▶ **What you need to do**
Convert the lines from the first one down to the line with "column 598, row 102", both included, into a Markdown table with the columns Index and Line, skipping any blank lines.

##### Data supplied #####

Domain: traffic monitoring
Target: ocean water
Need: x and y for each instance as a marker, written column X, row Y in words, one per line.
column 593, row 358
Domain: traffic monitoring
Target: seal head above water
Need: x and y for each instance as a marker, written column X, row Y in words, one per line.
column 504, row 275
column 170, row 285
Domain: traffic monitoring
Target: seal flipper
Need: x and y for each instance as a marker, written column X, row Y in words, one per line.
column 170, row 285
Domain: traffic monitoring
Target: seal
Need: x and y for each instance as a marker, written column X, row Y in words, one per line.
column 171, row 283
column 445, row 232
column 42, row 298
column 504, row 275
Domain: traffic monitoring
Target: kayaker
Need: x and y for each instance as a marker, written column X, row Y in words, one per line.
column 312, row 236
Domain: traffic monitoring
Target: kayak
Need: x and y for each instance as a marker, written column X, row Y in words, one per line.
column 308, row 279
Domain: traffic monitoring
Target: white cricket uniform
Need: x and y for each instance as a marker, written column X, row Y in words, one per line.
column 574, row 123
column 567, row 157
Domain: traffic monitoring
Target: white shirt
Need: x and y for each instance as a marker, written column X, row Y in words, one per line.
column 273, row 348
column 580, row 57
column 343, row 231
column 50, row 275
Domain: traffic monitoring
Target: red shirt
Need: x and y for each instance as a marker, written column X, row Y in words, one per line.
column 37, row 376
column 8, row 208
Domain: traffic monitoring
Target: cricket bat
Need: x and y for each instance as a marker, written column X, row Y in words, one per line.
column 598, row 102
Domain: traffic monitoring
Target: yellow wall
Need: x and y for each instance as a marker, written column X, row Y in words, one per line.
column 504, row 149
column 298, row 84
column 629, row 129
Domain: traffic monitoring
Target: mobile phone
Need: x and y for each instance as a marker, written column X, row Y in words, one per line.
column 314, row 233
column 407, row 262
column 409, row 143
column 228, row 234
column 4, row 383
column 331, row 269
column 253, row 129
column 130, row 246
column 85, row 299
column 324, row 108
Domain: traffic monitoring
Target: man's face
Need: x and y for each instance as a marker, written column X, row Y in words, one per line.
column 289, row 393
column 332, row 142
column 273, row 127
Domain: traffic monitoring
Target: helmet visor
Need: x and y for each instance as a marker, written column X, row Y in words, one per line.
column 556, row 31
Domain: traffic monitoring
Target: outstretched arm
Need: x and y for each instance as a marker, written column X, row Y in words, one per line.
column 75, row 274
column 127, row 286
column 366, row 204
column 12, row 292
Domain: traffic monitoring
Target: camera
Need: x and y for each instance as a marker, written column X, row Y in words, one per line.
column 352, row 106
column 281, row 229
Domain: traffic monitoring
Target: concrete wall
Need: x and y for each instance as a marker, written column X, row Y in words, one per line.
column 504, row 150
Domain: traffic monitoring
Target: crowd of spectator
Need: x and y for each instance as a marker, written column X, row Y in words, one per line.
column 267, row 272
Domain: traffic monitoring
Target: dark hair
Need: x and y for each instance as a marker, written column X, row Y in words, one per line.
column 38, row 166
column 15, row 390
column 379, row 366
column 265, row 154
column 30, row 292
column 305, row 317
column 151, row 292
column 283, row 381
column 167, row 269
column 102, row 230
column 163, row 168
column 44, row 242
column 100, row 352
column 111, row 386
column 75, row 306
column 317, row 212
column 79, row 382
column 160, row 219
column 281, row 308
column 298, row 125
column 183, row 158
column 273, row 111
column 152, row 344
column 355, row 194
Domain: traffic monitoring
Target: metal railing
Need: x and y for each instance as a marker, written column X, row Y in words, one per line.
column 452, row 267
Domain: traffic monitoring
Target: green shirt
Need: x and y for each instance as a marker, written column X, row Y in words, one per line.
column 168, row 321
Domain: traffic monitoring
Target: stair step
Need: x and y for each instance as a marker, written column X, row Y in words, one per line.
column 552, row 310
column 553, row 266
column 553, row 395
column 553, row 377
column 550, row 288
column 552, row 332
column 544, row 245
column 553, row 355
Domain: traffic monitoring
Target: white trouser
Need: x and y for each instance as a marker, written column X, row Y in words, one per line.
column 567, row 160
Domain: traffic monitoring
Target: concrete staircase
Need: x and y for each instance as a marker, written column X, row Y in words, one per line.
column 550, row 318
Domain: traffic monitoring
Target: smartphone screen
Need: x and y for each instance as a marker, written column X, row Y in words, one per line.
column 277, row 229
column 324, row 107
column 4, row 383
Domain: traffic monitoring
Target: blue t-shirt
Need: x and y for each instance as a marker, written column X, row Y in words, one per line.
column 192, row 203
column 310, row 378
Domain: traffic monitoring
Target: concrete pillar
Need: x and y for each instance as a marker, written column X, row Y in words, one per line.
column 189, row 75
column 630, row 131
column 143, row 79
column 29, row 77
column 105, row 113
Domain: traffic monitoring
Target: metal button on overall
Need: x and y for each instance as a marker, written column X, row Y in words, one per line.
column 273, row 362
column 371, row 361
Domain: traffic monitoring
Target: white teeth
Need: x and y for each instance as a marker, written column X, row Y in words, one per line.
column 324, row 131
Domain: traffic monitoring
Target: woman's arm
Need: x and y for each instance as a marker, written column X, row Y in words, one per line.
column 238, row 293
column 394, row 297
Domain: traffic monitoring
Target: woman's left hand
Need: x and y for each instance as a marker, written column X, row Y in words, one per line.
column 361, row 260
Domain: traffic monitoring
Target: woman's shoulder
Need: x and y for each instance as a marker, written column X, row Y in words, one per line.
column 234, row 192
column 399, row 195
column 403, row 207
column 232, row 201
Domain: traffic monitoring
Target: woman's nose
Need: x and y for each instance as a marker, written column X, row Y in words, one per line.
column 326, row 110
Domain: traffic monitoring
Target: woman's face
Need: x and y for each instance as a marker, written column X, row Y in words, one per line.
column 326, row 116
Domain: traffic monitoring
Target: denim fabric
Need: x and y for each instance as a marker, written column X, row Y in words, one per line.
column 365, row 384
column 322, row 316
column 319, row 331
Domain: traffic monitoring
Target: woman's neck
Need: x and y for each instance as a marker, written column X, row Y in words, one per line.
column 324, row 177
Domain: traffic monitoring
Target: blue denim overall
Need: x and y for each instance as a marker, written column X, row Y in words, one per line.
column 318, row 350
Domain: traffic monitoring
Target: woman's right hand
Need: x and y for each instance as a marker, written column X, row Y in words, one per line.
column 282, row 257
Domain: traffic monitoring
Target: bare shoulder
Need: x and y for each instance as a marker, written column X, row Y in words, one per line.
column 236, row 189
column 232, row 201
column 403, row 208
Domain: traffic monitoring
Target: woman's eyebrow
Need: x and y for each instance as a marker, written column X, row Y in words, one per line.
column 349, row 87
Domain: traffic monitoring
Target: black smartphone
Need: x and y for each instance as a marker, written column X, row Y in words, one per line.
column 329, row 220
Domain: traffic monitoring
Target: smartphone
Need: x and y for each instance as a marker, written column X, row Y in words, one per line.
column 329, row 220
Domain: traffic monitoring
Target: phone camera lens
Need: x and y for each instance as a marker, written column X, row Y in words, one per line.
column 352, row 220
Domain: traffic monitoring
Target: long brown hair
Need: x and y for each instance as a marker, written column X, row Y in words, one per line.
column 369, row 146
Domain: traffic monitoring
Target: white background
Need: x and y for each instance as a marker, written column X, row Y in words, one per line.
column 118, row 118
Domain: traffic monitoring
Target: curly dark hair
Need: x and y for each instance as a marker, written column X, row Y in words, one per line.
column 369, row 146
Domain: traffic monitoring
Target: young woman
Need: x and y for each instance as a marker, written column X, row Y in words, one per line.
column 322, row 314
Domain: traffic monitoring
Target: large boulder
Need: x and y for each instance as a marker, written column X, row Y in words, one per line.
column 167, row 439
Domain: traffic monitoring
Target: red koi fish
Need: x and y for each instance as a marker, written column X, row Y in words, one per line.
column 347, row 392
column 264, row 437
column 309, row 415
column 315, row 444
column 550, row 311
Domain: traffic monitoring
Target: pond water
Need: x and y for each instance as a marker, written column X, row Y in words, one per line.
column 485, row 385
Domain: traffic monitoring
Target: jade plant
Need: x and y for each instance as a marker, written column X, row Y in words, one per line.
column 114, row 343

#####

▶ **Expected answer**
| Index | Line |
|---|---|
| 1 | Domain: traffic monitoring |
| 2 | Target: ocean water |
| 3 | Need: x and y for each instance as a marker, written column X, row Y in words, one per line. |
| 4 | column 593, row 358 |
| 5 | Domain: traffic monitoring |
| 6 | Target: seal head above water |
| 7 | Need: x and y for each instance as a marker, written column X, row Y in words, one per line. |
| 8 | column 504, row 275 |
| 9 | column 170, row 285 |
| 10 | Domain: traffic monitoring |
| 11 | Target: seal flipper |
| 12 | Need: x and y for each instance as a marker, written column X, row Y in words, one per line. |
| 13 | column 170, row 285 |
| 14 | Domain: traffic monitoring |
| 15 | Target: seal |
| 16 | Need: x and y for each instance as a marker, written column X, row Y in words, one per line. |
| 17 | column 171, row 283 |
| 18 | column 445, row 232 |
| 19 | column 42, row 298 |
| 20 | column 504, row 275 |
| 21 | Domain: traffic monitoring |
| 22 | Target: kayaker |
| 23 | Need: x and y for each instance as a marker, written column X, row Y in words, one per line. |
| 24 | column 312, row 236 |
| 25 | Domain: traffic monitoring |
| 26 | Target: kayak |
| 27 | Need: x and y for each instance as a marker, written column X, row Y in words, one per line. |
| 28 | column 308, row 279 |
| 29 | Domain: traffic monitoring |
| 30 | Target: white cricket uniform |
| 31 | Need: x and y for each instance as a marker, written column X, row Y in words, one per line. |
| 32 | column 574, row 123 |
| 33 | column 567, row 157 |
| 34 | Domain: traffic monitoring |
| 35 | Target: white shirt |
| 36 | Need: x and y for each instance as a marker, written column X, row Y in words, one per line. |
| 37 | column 273, row 348 |
| 38 | column 580, row 57 |
| 39 | column 343, row 231 |
| 40 | column 50, row 275 |
| 41 | Domain: traffic monitoring |
| 42 | Target: red shirt |
| 43 | Need: x and y for each instance as a marker, written column X, row Y in words, one per line. |
| 44 | column 37, row 376 |
| 45 | column 8, row 208 |
| 46 | Domain: traffic monitoring |
| 47 | Target: cricket bat |
| 48 | Need: x and y for each instance as a marker, written column X, row Y in words, one per line. |
| 49 | column 598, row 102 |